— What is being asked —
Reproduce the records exactly.

───

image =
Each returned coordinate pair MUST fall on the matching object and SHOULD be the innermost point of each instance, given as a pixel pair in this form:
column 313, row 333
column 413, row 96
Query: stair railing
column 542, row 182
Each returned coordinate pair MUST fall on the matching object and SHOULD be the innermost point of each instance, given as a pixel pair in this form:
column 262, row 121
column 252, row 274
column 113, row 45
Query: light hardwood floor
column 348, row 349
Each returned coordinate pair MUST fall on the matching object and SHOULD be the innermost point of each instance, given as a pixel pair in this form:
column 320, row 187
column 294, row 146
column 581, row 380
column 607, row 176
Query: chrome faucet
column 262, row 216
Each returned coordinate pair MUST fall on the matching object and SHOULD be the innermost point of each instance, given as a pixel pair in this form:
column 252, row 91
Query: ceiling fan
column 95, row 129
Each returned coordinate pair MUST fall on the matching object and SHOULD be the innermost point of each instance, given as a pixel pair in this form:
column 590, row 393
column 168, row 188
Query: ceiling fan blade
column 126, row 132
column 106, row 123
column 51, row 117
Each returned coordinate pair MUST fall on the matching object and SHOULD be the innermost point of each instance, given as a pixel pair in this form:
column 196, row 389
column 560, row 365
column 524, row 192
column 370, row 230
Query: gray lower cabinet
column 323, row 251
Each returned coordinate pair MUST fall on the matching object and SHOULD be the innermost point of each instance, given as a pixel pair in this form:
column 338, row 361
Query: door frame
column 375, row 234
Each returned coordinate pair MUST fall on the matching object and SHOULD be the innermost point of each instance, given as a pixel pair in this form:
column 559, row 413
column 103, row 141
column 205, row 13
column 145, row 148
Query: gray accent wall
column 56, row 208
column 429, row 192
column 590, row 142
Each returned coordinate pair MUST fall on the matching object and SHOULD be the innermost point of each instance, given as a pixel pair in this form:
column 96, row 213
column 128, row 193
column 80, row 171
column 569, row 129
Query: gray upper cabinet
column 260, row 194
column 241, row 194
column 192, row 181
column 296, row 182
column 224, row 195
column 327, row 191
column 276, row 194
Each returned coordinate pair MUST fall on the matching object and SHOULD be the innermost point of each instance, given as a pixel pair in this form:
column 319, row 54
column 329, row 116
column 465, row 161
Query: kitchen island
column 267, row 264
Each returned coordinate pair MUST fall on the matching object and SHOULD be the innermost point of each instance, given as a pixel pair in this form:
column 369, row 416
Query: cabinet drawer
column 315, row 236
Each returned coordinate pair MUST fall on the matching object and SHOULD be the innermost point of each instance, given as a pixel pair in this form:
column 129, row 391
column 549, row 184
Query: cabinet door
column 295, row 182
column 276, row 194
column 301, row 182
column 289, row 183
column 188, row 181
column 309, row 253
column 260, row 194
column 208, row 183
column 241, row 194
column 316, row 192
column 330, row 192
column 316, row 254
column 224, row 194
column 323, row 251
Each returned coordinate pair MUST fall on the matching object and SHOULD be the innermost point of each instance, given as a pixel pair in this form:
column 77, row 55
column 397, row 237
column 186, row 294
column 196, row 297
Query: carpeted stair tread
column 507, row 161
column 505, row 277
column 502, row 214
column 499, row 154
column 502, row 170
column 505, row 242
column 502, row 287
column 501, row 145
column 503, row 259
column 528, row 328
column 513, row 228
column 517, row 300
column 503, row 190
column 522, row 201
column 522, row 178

───

— Answer for the task —
image =
Each returned coordinate pair MUST fall on the matching object and SHOULD be the innermost point of each instance, given as a pixel pair in this form:
column 313, row 333
column 413, row 96
Query: stair railing
column 542, row 182
Each returned coordinate pair MUST fall on the matching object and SHOULD be the innermost point of each instance, given as a pixel pair in this form:
column 262, row 121
column 252, row 274
column 113, row 45
Query: light hardwood floor
column 348, row 349
Each returned coordinate pair MUST fall on the matching object and SHOULD be the innermost point of each instance, given as a pixel pair in this form:
column 320, row 187
column 294, row 146
column 581, row 380
column 607, row 176
Query: chrome faucet
column 262, row 216
Each returned coordinate pair MUST fall on the matching object and SHOULD be the innermost point of each instance, given as a pixel pair in this form:
column 252, row 91
Query: ceiling fan
column 95, row 129
Each returned coordinate pair MUST fall on the matching object and SHOULD be the innermost point of each instance, given as a pixel pair in this form:
column 590, row 393
column 168, row 188
Query: ceiling fan blade
column 126, row 132
column 106, row 123
column 51, row 117
Each returned coordinate pair MUST fall on the matching object and SHOULD be the innermost point of each instance, given as a pixel pair in this form:
column 196, row 389
column 560, row 365
column 524, row 192
column 370, row 230
Query: gray lower cabinet
column 323, row 251
Each returned coordinate pair MUST fall on the matching object and SHOULD be the innermost point of each instance, given as a pixel pair in this form:
column 338, row 361
Query: door frame
column 375, row 234
Each returned coordinate pair MUST fall on the matching object and SHOULD be the innermost point of each instance, given as a pixel pair in this form:
column 559, row 413
column 103, row 141
column 205, row 13
column 145, row 148
Query: gray accent wall
column 56, row 208
column 429, row 192
column 590, row 142
Each returned coordinate pair MUST fall on the matching object and SHOULD be the innermost point of each instance, given as a pixel pair in this form:
column 96, row 213
column 128, row 193
column 80, row 171
column 569, row 129
Query: gray upper cabinet
column 260, row 194
column 241, row 194
column 192, row 181
column 296, row 182
column 224, row 195
column 327, row 191
column 276, row 194
Each returned coordinate pair MUST fall on the matching object and SHOULD be the innermost point of each instance, given as a pixel pair in this form:
column 319, row 54
column 329, row 116
column 465, row 161
Query: kitchen island
column 267, row 264
Each returned coordinate pair MUST fall on the matching object and SHOULD be the innermost point of each instance, given as a pixel pair in this form:
column 369, row 416
Query: cabinet drawer
column 315, row 236
Each returned coordinate pair MUST fall on the matching object and SHOULD be the innermost point of each instance, given as a pixel pair in this form:
column 129, row 391
column 549, row 184
Query: cabinet door
column 295, row 182
column 276, row 194
column 301, row 182
column 289, row 183
column 188, row 181
column 309, row 253
column 260, row 194
column 208, row 183
column 241, row 194
column 316, row 192
column 330, row 192
column 316, row 254
column 224, row 194
column 323, row 251
Each returned coordinate pair MUST fall on the matching object and SHOULD be the innermost point of each instance, given as a pixel pair in this form:
column 77, row 55
column 397, row 237
column 186, row 294
column 196, row 297
Query: carpeted stair tread
column 507, row 161
column 505, row 277
column 502, row 214
column 499, row 154
column 502, row 170
column 505, row 242
column 502, row 287
column 501, row 145
column 503, row 259
column 528, row 328
column 513, row 228
column 517, row 300
column 503, row 190
column 522, row 201
column 522, row 178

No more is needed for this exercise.